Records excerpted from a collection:
+-------+

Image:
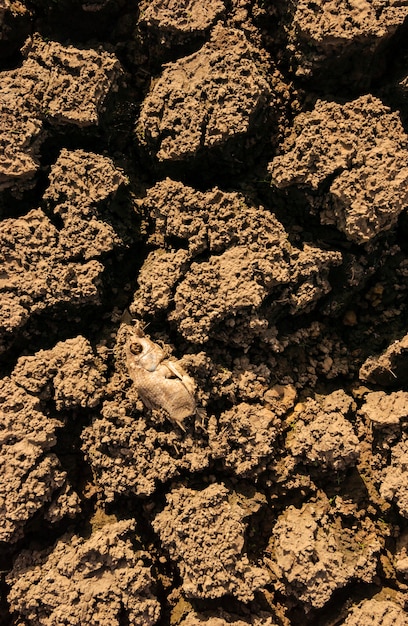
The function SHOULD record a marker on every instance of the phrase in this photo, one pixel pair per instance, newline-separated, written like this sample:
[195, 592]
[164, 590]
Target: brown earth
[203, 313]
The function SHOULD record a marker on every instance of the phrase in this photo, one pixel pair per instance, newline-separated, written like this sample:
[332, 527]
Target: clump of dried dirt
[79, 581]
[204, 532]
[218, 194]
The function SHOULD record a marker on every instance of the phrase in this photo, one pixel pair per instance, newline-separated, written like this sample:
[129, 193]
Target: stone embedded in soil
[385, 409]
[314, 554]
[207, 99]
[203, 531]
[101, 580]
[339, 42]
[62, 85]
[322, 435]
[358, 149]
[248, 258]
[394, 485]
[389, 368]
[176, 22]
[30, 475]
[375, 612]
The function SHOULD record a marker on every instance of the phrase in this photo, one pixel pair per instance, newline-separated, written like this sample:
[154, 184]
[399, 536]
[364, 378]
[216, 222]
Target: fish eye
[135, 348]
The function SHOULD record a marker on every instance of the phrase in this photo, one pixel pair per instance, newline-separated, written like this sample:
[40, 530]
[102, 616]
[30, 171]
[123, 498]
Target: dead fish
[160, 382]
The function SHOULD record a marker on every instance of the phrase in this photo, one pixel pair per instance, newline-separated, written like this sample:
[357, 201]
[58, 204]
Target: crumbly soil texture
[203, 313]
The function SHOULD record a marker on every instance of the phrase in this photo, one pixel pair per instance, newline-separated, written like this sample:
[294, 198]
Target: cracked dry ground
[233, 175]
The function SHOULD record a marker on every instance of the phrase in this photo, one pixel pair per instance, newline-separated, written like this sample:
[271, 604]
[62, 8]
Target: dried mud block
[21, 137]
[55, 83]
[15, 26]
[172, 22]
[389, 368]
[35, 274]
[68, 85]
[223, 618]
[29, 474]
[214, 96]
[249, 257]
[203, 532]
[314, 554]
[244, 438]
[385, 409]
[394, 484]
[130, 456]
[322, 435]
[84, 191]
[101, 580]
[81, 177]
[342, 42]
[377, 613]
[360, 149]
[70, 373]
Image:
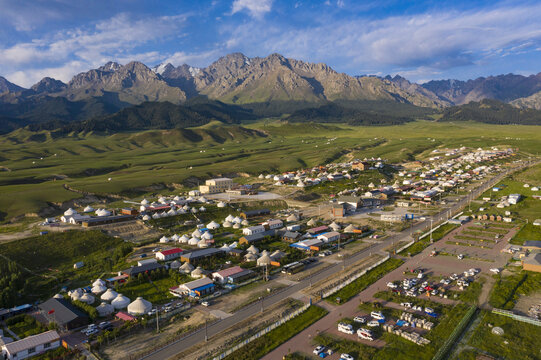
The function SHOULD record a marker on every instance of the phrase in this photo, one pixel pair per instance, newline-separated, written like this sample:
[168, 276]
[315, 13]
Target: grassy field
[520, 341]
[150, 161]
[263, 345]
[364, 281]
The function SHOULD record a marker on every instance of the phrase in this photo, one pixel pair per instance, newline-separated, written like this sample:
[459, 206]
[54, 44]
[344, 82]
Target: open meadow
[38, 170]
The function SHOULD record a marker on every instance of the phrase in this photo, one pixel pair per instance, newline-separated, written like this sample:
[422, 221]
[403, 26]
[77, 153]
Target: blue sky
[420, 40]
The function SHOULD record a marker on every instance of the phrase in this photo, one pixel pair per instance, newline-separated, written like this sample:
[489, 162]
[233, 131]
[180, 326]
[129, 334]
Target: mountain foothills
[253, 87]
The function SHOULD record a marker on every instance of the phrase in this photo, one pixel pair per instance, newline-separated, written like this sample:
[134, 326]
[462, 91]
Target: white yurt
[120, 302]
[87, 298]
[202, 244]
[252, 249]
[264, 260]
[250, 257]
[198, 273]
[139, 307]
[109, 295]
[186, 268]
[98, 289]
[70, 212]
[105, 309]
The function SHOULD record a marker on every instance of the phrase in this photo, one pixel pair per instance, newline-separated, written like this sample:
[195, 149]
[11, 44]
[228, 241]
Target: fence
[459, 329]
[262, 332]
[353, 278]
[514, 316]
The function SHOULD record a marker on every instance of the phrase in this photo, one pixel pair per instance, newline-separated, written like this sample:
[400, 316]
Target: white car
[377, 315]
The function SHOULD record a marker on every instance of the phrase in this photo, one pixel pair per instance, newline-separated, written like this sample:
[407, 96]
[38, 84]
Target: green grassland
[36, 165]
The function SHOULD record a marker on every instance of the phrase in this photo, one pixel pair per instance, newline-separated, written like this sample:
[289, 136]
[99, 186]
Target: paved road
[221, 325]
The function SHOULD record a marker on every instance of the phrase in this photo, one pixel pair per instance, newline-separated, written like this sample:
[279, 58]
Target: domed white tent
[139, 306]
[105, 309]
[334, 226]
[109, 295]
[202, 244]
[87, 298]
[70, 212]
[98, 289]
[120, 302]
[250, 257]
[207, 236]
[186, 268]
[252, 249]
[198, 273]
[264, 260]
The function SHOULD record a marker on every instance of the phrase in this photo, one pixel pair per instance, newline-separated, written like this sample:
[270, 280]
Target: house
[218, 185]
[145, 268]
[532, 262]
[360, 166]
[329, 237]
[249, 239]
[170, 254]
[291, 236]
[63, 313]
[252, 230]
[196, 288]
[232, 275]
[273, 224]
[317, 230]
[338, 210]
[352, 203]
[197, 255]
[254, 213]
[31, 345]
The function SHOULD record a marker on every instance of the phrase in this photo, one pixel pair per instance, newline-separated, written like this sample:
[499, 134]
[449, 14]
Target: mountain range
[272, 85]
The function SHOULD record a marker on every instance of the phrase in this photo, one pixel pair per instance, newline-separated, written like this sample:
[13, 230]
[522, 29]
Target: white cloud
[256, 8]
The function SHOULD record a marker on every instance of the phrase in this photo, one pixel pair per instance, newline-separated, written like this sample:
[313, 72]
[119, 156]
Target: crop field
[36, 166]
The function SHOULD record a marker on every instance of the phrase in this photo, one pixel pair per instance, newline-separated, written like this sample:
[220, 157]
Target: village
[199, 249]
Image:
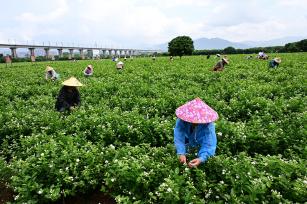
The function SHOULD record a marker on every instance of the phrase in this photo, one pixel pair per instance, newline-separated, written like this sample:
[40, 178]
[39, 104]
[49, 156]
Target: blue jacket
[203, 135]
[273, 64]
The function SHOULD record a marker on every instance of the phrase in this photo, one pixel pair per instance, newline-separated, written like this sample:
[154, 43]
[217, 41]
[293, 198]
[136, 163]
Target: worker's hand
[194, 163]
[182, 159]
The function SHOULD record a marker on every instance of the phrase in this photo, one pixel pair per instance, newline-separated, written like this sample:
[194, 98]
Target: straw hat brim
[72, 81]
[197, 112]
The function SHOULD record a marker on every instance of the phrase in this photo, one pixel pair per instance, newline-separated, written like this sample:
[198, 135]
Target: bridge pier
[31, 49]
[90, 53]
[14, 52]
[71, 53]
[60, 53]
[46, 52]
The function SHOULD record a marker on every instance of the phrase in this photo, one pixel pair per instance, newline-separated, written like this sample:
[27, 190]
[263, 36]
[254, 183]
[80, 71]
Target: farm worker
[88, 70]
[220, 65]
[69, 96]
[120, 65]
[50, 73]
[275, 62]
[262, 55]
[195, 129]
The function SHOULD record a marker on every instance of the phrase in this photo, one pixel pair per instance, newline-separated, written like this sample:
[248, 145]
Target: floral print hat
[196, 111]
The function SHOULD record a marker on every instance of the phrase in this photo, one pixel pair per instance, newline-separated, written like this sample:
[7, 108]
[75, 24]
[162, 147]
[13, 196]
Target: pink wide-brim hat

+-------+

- Work task
Return every entry of the data above verbatim, with no images included.

- Result
Image:
The function SHOULD record a marker on every instance of the phrase in this photo, one pixel pair per instance, newline-separated, written like this sample:
[195, 592]
[164, 590]
Target: brown earth
[203, 313]
The function SHOULD record a marker on every instance of the phrase in this photo, one pixel pair per instance, newline-separated, written like this sample:
[332, 527]
Target: clump of dried dirt
[79, 581]
[204, 532]
[218, 194]
The function SHOULD record a marker on every instance of the phrase in this photo, one pixel pair per instance, newline-separated, written like this sample:
[129, 193]
Target: stone embedded in soil
[385, 409]
[314, 554]
[207, 99]
[203, 531]
[101, 580]
[339, 42]
[62, 85]
[322, 435]
[358, 149]
[248, 258]
[394, 485]
[389, 368]
[176, 22]
[30, 475]
[375, 612]
The function SHOULD record a marker on every instance of the phrase in this photo, one pixel pair per instance, newline-separated, written like this sample:
[154, 184]
[399, 536]
[364, 378]
[216, 222]
Target: fish eye
[135, 348]
The function SHOULD record a marker on every instance of the phrase in this photo, one pixel pair per instance, newline-separated, written like this sample:
[40, 530]
[102, 616]
[30, 171]
[123, 498]
Target: dead fish
[160, 382]
The function SHOULD record a marker on every instance of the phrase in this photo, one pixel pair per instance, newline-separated, written like this sample:
[357, 201]
[58, 204]
Target: crumbly soil texture
[203, 313]
The function SHOULD record a marker on every instance of the phrase in this photo, one pixel pair per instance, newline-separated, written like this sample:
[294, 198]
Target: cracked dry ground
[233, 175]
The function SHOULD record a marker on every instance of the phrase in this photo, one pixel pair per instance, newline-separated, written like this sample:
[271, 604]
[62, 8]
Target: dried mud block
[21, 137]
[55, 83]
[15, 26]
[172, 22]
[389, 368]
[35, 274]
[68, 85]
[223, 618]
[29, 474]
[214, 96]
[249, 257]
[203, 532]
[314, 554]
[244, 438]
[385, 409]
[394, 484]
[130, 456]
[322, 435]
[84, 191]
[101, 580]
[81, 177]
[342, 42]
[377, 613]
[360, 149]
[70, 373]
Image:
The function SHOULD record a marker on every instance of the phrase in this photo, one pixel pair per instance, newline-separated, written like this sample:
[168, 276]
[315, 13]
Target: grassy field
[520, 341]
[150, 161]
[263, 345]
[364, 281]
The function SHOULD record a marker on every instance of the phrase in this photo, one pixel pair per instance, newline-separated, written like this sample:
[459, 206]
[54, 44]
[344, 82]
Target: open meadow
[38, 170]
The function SHOULD record a marker on every instance of the phrase in this photo, one pixel pair per instance, newline-separated, written like this sample:
[422, 221]
[403, 26]
[77, 153]
Target: blue sky
[420, 40]
The function SHOULD record a marker on every instance of the phrase in this photo, one pixel pair per instance, newline-separated, written like this sample:
[489, 162]
[233, 131]
[180, 326]
[129, 334]
Target: mountain foothills
[253, 87]
The function SHOULD record a marker on every instance of the phrase in this photo, one pixel pair per instance, newline-separated, written like this sample:
[134, 326]
[462, 91]
Target: white yurt
[120, 302]
[87, 298]
[202, 244]
[252, 249]
[264, 260]
[250, 257]
[198, 273]
[139, 307]
[109, 295]
[186, 268]
[98, 289]
[70, 212]
[105, 309]
The function SHOULD record a marker on every instance of the phrase in this photo, one pixel pair per instance, newline-separated, written like this sample:
[195, 149]
[11, 44]
[228, 241]
Target: fence
[459, 329]
[262, 332]
[353, 278]
[514, 316]
The function SHOULD record a marker on every instance of the phrase in this photo, one pixel pair per instance, newline-separated, written like this sample:
[400, 316]
Target: white car
[377, 315]
The function SHOULD record a marker on every instance of the phrase in this photo, one pixel pair per instance, newline-separated, written like this sample:
[407, 96]
[38, 84]
Target: green grassland
[36, 165]
The function SHOULD record a marker on every instance of the phrase in this photo, one pixel pair per instance, newline-separated, written like this sample:
[289, 136]
[99, 186]
Target: paved road
[221, 325]
The function SHOULD record a marker on every instance of the phrase in this photo, one pixel pair per instance, newline-separated, written like this sample:
[279, 58]
Target: domed white tent
[139, 306]
[105, 309]
[334, 226]
[109, 295]
[202, 244]
[87, 298]
[70, 212]
[98, 289]
[120, 302]
[250, 257]
[207, 236]
[186, 268]
[252, 249]
[198, 273]
[264, 260]
The function SHOULD record a marker on every instance of the phrase in this photo, one pixel pair per instance, newline-separated, written like this sample:
[270, 280]
Target: house
[218, 185]
[145, 268]
[532, 262]
[360, 166]
[329, 237]
[249, 239]
[170, 254]
[291, 236]
[63, 313]
[252, 230]
[196, 288]
[232, 275]
[273, 224]
[317, 230]
[338, 210]
[352, 203]
[197, 255]
[254, 213]
[31, 345]
The function SHOULD record a marker on every instance of the phrase in this photo, one pixel pair per instance, newline-separated, written like this sample:
[499, 134]
[449, 14]
Target: mountain range
[272, 85]
The function SHOULD record a marker on every instance of the phrase in this photo, one pixel pair per instance, newline-separated, written like this sample:
[13, 230]
[522, 29]
Target: white cloud
[256, 8]
The function SHOULD record a marker on every instance of the phrase in this photo, one pixel pair per instance, newline-separated, written like this sample:
[313, 72]
[119, 156]
Target: crop field
[36, 166]
The function SHOULD record a marker on every instance of the phrase in this photo, one pixel pair per instance, newline-separated, written like this sample:
[220, 157]
Target: village
[199, 249]
Image:
The function SHOULD record a marker on every instance of the phrase in this photo, one pixel pair per instance, newline-separated, written like this sample:
[40, 178]
[39, 104]
[49, 156]
Target: blue jacket
[203, 135]
[273, 64]
The function SHOULD record a marker on every instance of the phrase in this photo, one pixel pair per instance, newline-separated, written like this sample:
[154, 43]
[217, 41]
[293, 198]
[136, 163]
Target: worker's hand
[194, 163]
[182, 159]
The function SHOULD record a marker on every instance of the phrase in this photo, one pixel pair per instance, newline-separated, written like this sample:
[194, 98]
Target: straw hat brim
[72, 81]
[197, 112]
The function SHOULD record a marker on every instance of the phrase in this photo, one pixel pair per instance, newline-separated, written like this sample:
[198, 135]
Target: bridge pier
[31, 49]
[90, 53]
[14, 52]
[71, 53]
[60, 53]
[46, 52]
The function SHOULD record a marker on every instance of the phrase in this photo, one pixel pair per instance, newline-separated, written like this sample:
[27, 190]
[263, 36]
[254, 183]
[80, 71]
Target: farm worker
[88, 70]
[220, 65]
[69, 96]
[120, 65]
[50, 73]
[275, 62]
[262, 55]
[195, 129]
The function SHOULD record a marker on every instance of the phrase in this photo, one pixel pair per instance, newline-separated, written like this sample:
[248, 145]
Target: floral print hat
[196, 111]
The function SHOULD record a marker on every instance of the phrase in this photo, one pixel pair per instance, newline-separated, written like this sample:
[7, 108]
[75, 24]
[162, 147]
[13, 196]
Target: pink wide-brim hat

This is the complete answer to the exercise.